Text shown:
The Symbolism of The Girl Under The Walnut Tree

By Hannah Cedars | The Appalachian Sage

The Girl Under the Walnut Tree

A Story About Roots, Rejection, and Rising Anyway

Gathering Fallen Nuts

She was just a young girl standing under a walnut tree at the edge of her family’s land,
gathering fallen nuts into a basket she had brought down to the tree with her…all while the autumn sun laid stripes across the field. Little did she know that the symbolism of that day would stay with her the rest of her life.

Across the fence line, Lester —a tall, older, well-worn farmer from a lifetime of honest work — was mowing hay.  He was a well-respected older farmer in the valley and if not on Sunday, you’d always see him in denim overalls and a white shirt. Sunday was his dress-up day… Always well-presentable in public.
He noticed her, slowed his tractor, and cut the engine.
Dust settled in the air as he stepped down, wiped the sweat from his brow,
and leaned his elbow on the wooden fence rail between them.

WHAT ARE YOU DOING?

“What’re you doin’ over here, Carol?” he asked gently.  Lester wasn’t much for words, and it was certainly a big deal for him to get down off his tractor while working to talk to anyone.  She had gotten used to him calling her Carol at church, and even though it wasn’t her name, she had a couple older folks (even her grandmother’s neighbor)  who called her Carol and Carolyn, so she kindly answered to whatever the elderly folk wanted to call her….

She told him she was “picking walnuts” — “something to do”, she said….”I wanna learn how to make tinctures.” 

Lester watched her for a long, thoughtful moment… the way neighbors do when they’ve seen more than they ever say out loud.

Dataset entries:

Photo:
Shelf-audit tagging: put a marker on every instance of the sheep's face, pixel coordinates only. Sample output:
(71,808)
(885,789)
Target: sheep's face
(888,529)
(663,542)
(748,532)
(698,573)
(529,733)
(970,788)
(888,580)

Jobs:
A) According to the walnut tree story, what does Lester wear on days other than Sunday?
B) Extend the walnut tree story beyond its final sentence, keeping its voice and setting.

Outputs in order:
A) Denim overalls and a white shirt.

B)
Then he said the twelve words that would echo through her entire lifetime:

“You ain’t like them. ….(As he tipped his forehead toward her family home up the field)
You must be the black sheep of that family.  (He smiled)
Keep on doin’ what you’re doin’, Carol.” 
 and with that he made a turn and said he had to get back to mowin’…..

He waved to her as he drove on down the field with that big-brimmed straw hat glowing warm in the sunlight…    She was left asking herself, “hmmm,  was that a compliment or what did he mean by that?”  “Does he know they don’t like me? Maybe….”   He knew her Daddy and whole family well, they helped each other in farming.  They were like family… Yet, he felt safe enough to say what he said…?????   It left her speechless but searching for clarity. Had he recognized her mother’s bitterness and her Dad’s shortness with her in the barn? ??? Where did he figure out that they treated her different?

He Didn’t Know…..Did He?

He didn’t know her heart.
In fact, Lester didn’t know the coldness she faced inside that house.
He didn’t know how her mother’s affection skipped over her like she didn’t even exist.
But somehow — somehow — he spoke straight into a silence she’d been drowning in.

And in that moment, she realized she wasn’t crazy for feeling unloved. He noticed it too.
She wasn’t imagining things.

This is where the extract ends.